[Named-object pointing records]

──────────────────────────────

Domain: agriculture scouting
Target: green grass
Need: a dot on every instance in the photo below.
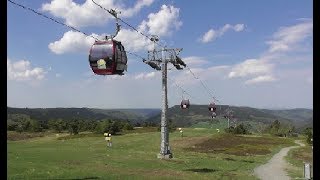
(296, 158)
(133, 156)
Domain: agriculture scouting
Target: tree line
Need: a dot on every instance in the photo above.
(23, 123)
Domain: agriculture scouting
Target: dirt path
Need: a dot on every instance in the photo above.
(274, 169)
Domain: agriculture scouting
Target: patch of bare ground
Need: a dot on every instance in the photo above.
(232, 144)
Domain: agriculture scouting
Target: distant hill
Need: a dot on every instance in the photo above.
(199, 113)
(133, 115)
(300, 118)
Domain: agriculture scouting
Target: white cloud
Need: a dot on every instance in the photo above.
(259, 79)
(88, 13)
(145, 76)
(251, 67)
(310, 80)
(162, 23)
(22, 71)
(213, 34)
(287, 38)
(72, 42)
(133, 41)
(194, 61)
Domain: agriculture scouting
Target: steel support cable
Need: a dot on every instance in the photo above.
(50, 18)
(132, 27)
(203, 84)
(73, 28)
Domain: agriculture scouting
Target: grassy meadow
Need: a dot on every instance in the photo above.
(202, 153)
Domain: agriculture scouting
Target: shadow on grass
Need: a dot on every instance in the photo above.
(202, 170)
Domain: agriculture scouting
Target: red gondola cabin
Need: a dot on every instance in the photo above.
(212, 107)
(108, 57)
(185, 104)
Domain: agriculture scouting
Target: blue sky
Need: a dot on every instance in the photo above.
(247, 53)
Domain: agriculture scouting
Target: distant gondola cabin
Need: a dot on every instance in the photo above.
(185, 104)
(108, 57)
(212, 107)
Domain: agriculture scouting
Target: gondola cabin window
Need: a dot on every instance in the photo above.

──────────────────────────────

#### Work to be completed:
Your task is to set down the records shown above exactly, minus any pictures.

#### Answer for this exercise:
Domain: agriculture scouting
Target: green grass
Need: a dot on every instance in the photo below.
(296, 158)
(133, 156)
Domain: agriculture scouting
Target: tree line
Need: a dot on every instance in the photo above.
(23, 123)
Domain: agriculture scouting
Target: dirt path
Need: a dot on every instance in the photo above.
(274, 169)
Domain: agriculture scouting
Target: patch of bare ground
Need: a dot on every instance in the photo above.
(232, 144)
Domain: agriculture scouting
Target: distant hill
Need: a dot on every instance in the photo above.
(199, 113)
(133, 115)
(300, 118)
Domain: agriculture scouting
Target: white cloud
Need: a dot on every instance in the photo above.
(259, 79)
(88, 13)
(145, 76)
(251, 67)
(310, 80)
(162, 23)
(22, 71)
(213, 34)
(287, 38)
(72, 42)
(133, 41)
(194, 61)
Domain: agriculture scouting
Target: steel support cable
Need: a dot on every instance in the photo above.
(50, 18)
(132, 27)
(203, 84)
(73, 28)
Domain: agriculture scouting
Target: grassy meadow
Need: a dot on every instance in the photo above.
(202, 153)
Domain: agriculture scouting
Target: shadow on grass
Need: a dot on every instance in the photo above.
(202, 170)
Domain: agriculture scouting
Target: red gondola cabin
Need: a dot on every instance in the photo above.
(212, 107)
(108, 57)
(185, 104)
Domain: agriculture scouting
Target: blue sky
Need: a dot on every instance in the photo above.
(247, 53)
Domain: agriculture scouting
Target: distant gondola cabin
Need: a dot on every instance in the photo above.
(185, 104)
(108, 57)
(212, 107)
Domain: agriculture scouting
Target: gondola cabin window
Need: a dot on every instance in the photo above.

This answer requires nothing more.